**Exercise goal**. Set down the passage of the text below on deploying Alluxio Edge for Trino with Kubernetes, starting at "First, extract the" and ending at "from https://github.com/prometheus/jmx_exporter/releases .", reproducing it word for word.

-- START Text --

Deploy Alluxio Edge for Trino with Kubernetes
Kubernetes is supported in the major ecosystems such as Amazon AWS EKS. To deploy Alluxio Edge for Trino with Kubernetes, the key step is to add Alluxio Edge jar to the Trino image, update a few configurations and the helm chart, then proceed with the normal deployment of Trino. This document walks through these steps with AWS S3 as UFS for example.
Package Alluxio Edge with Trino
To use Alluxio Edge with Trino, we will add several Alluxio Edge JARs to the Trino image via the Dockerfile and then rebuild the image. Afterward, we’ll follow the same steps as those for deploying Trino itself.
Prerequisites
- The
docker
command line tool - The
tar
command line tool - Your AWS S3 credentials
- Note down the installation directory of Trino we will refer to it as
${TRINO_HOME}
- Preparation of storage for Alluxio Edge: After identifying the storage attached to the Kubernetes Trino container
for the Alluxio Edge cache, please note:
- The size of the local storage to be provisioned for Alluxio Edge. It will be needed for variable
alluxio.user.client.cache.size
in the configuration step. - The path where it is mounted inside the container. It will be needed for variable
alluxio.user.client.cache.dirs
in the configuration step.
- The size of the local storage to be provisioned for Alluxio Edge. It will be needed for variable
Request a trial version of Alluxio Edge. Contact your Alluxio account representative at sales@alluxio.com
to request
a trial version of Alluxio Edge. Follow their instructions to download the installation tar file into the directory you prepared.
The tar file follows the naming convention alluxio-enterprise-*.tar.gz
. For example, if the tarball is named
alluxio-enterprise-3.x-4.0.0-bin-97a746cf8c.tar.gz
, the alluxio version is 3.x-4.0.0
.
Prepare the necessary Jar
Extract Alluxio Edge jars
Two Alluxio Edge Java JAR files must be installed on each Trino node.
First, extract the Alluxio Edge client JAR file from the tar file using this command:
$ tar xf alluxio-enterprise-*.tar.gz alluxio-enterprise-*/client/alluxio-emon-*-client.jar
Then, extract the Alluxio Edge S3 under store filesystem integration JAR file using this command:
$ tar xf alluxio-enterprise-*.tar.gz alluxio-enterprise-*/lib/alluxio-underfs-emon-s3a-*.jar
Create a subdirectory called jars
in the project’s root directory and move all the JARs into ./jars
.
$ mkdir -p jars
$ cp alluxio-enterprise-*/*/*.jar ./jars/
Download the Prometheus jar
Prometheus is the recommended database for observing the metrics that Alluxio Edge emits.
If the JMX exporter for Prometheus is not already set up in your environment, you can download the Java agent
JAR from https://github.com/prometheus/jmx_exporter/releases .

-- END Text --
-- START Dataset records --

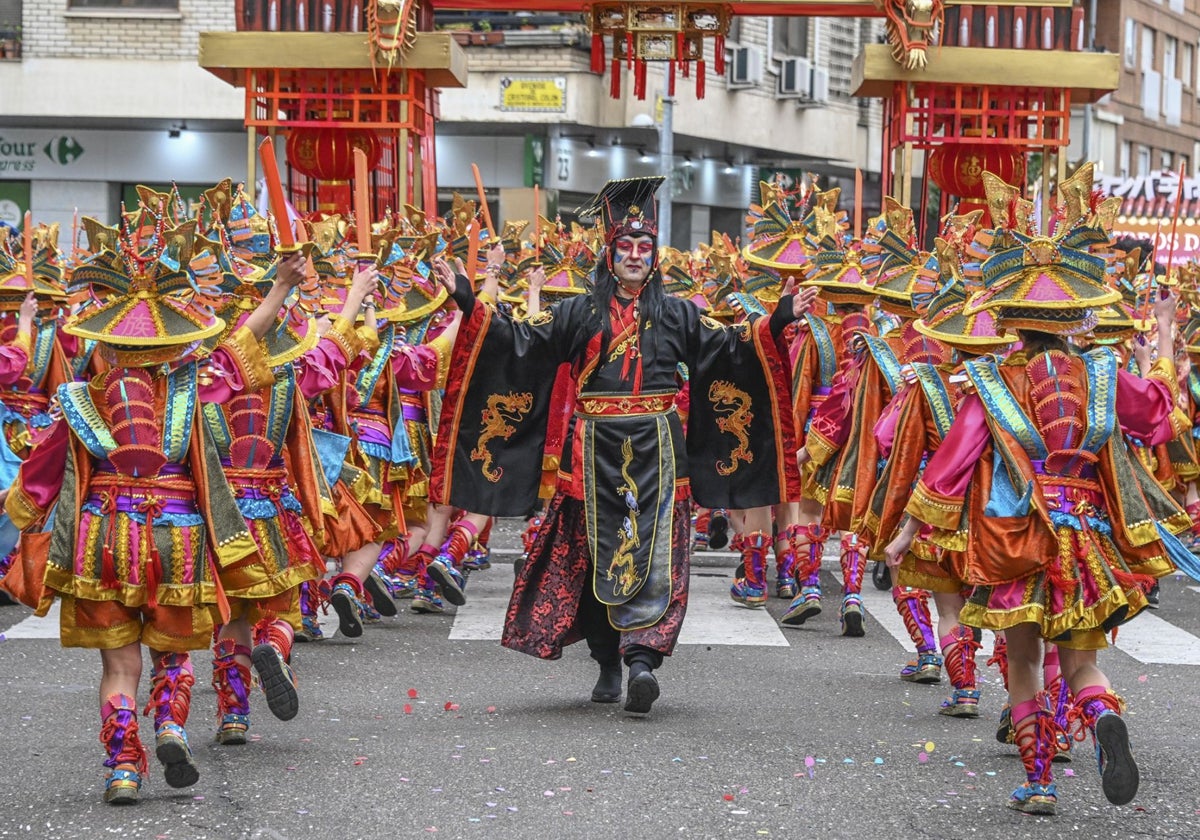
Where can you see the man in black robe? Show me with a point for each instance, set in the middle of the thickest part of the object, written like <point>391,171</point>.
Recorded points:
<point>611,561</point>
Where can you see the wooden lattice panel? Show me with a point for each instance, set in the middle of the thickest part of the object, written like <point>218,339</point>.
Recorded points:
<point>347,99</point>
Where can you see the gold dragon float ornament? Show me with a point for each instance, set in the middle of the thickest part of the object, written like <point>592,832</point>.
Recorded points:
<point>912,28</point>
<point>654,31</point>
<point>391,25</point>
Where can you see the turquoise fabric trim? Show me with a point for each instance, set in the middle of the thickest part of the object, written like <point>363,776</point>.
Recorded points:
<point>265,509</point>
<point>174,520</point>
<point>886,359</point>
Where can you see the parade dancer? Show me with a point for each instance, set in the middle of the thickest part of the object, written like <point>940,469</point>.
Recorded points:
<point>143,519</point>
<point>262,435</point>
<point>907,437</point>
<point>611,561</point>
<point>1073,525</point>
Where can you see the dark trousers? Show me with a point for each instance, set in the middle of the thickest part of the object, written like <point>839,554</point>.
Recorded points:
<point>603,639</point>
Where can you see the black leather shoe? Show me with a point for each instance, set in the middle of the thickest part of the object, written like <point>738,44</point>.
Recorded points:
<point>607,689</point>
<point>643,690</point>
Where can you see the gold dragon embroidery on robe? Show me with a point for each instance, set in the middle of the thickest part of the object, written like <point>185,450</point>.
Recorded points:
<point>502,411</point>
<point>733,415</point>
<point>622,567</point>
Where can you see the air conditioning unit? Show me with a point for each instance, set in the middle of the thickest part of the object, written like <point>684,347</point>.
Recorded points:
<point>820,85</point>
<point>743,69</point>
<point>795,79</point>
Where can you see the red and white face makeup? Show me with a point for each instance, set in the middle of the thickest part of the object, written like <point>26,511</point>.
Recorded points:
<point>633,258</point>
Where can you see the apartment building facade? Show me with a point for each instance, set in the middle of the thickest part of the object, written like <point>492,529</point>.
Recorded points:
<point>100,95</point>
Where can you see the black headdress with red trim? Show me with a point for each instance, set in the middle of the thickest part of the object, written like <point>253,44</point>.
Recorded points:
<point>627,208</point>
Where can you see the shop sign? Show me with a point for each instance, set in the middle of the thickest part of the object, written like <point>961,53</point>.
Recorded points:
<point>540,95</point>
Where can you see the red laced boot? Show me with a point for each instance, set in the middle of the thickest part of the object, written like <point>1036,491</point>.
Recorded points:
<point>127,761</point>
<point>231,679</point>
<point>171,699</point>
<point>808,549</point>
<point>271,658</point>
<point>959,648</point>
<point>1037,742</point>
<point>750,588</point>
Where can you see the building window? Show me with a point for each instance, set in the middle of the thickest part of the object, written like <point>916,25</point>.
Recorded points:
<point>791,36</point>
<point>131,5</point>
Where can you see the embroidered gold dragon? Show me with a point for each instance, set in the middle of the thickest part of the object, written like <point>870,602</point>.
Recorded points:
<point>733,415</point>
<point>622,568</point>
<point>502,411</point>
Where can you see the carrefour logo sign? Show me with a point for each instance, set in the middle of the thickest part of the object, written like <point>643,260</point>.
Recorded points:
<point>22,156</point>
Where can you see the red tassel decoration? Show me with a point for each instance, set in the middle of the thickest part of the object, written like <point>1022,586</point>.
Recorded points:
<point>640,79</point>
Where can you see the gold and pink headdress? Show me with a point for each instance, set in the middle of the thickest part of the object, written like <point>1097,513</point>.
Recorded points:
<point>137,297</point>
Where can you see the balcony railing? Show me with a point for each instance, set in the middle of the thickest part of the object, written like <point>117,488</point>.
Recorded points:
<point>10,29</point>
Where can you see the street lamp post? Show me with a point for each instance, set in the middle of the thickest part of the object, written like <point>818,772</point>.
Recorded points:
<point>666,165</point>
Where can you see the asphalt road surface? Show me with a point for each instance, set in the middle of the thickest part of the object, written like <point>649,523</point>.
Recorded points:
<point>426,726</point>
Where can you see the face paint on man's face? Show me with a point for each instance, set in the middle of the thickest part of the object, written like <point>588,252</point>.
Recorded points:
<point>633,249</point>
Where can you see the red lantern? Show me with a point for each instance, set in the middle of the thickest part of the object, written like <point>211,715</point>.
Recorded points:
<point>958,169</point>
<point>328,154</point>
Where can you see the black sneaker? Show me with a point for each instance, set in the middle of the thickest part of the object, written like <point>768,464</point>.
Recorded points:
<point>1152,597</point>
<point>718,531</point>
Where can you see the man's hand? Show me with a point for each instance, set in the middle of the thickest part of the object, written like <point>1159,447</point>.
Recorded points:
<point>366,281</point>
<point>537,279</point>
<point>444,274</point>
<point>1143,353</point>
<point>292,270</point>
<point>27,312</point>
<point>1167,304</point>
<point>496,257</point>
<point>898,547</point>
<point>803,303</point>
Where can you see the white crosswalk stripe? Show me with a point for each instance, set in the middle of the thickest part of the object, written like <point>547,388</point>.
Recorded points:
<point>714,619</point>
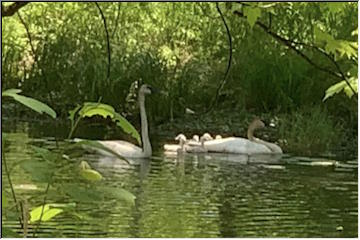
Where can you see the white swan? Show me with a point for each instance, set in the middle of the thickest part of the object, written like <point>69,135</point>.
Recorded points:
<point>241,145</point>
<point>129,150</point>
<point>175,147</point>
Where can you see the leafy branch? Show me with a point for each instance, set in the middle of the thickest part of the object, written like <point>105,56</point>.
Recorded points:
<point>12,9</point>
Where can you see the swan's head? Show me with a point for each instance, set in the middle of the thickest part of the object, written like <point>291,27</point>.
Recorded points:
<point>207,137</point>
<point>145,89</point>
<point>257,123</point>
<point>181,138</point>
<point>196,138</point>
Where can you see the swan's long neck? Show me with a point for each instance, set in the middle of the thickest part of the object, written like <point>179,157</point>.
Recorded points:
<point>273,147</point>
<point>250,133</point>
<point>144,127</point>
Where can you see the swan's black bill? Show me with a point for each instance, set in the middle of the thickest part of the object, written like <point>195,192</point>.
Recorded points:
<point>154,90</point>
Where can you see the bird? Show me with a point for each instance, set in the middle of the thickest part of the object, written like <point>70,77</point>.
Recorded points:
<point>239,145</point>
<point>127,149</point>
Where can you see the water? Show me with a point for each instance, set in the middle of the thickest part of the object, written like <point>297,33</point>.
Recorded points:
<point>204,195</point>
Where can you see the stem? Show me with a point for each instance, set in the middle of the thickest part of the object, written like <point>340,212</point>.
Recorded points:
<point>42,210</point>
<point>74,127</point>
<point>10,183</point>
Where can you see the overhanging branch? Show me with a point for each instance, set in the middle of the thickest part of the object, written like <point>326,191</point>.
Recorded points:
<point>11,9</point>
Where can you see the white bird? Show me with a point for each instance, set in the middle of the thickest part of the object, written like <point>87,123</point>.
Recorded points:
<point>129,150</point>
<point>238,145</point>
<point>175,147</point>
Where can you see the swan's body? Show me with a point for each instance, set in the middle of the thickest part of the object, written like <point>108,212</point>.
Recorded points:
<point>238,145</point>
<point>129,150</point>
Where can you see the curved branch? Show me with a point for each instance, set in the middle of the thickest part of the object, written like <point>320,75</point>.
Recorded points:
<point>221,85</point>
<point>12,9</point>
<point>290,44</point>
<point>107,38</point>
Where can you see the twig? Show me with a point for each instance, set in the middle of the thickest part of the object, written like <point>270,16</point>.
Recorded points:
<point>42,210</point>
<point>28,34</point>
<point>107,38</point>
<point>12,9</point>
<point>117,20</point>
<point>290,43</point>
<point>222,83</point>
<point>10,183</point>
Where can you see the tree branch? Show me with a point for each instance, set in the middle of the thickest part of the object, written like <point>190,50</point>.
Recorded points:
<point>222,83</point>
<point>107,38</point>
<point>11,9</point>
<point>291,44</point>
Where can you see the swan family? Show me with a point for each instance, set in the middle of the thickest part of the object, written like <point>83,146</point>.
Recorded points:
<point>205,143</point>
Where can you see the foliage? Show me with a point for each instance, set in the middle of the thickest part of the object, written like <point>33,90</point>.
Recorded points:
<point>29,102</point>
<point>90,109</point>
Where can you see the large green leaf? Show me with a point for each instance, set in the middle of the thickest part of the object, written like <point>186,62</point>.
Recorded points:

-- END Dataset records --

**Task output**.
First, extract the Alluxio Edge client JAR file from the tar file using this command:
$ tar xf alluxio-enterprise-*.tar.gz alluxio-enterprise-*/client/alluxio-emon-*-client.jar
Then, extract the Alluxio Edge S3 under store filesystem integration JAR file using this command:
$ tar xf alluxio-enterprise-*.tar.gz alluxio-enterprise-*/lib/alluxio-underfs-emon-s3a-*.jar
Create a subdirectory called jars
in the project’s root directory and move all the JARs into ./jars
.
$ mkdir -p jars
$ cp alluxio-enterprise-*/*/*.jar ./jars/
Download the Prometheus jar
Prometheus is the recommended database for observing the metrics that Alluxio Edge emits.
If the JMX exporter for Prometheus is not already set up in your environment, you can download the Java agent
JAR from https://github.com/prometheus/jmx_exporter/releases .